(Excerpt from a dataset)
§

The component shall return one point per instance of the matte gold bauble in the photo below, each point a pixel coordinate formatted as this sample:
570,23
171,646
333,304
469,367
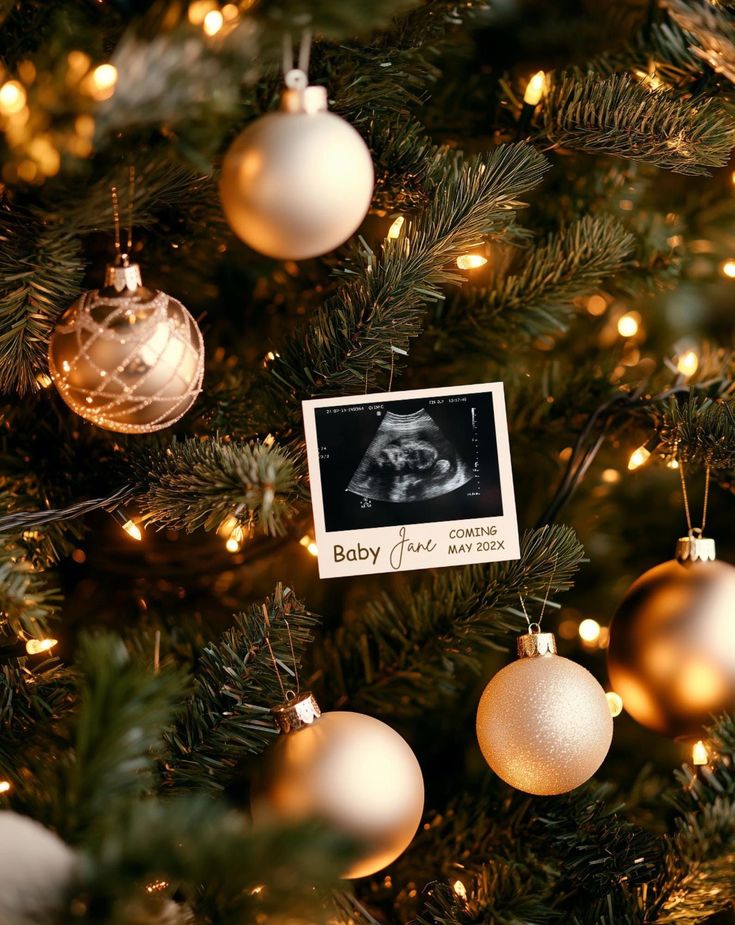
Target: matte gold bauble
126,358
543,722
352,771
297,183
672,642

§

__Exercise__: Return the text of each item above verbatim, omitting the picture.

__Exercise result__:
The component shall return one point per instance of the matte gold bauble in the photo below, each point a pixel coordinate formatted as this sample:
570,23
171,646
333,304
469,367
Target: matte gold bauble
126,358
543,722
352,771
297,183
672,642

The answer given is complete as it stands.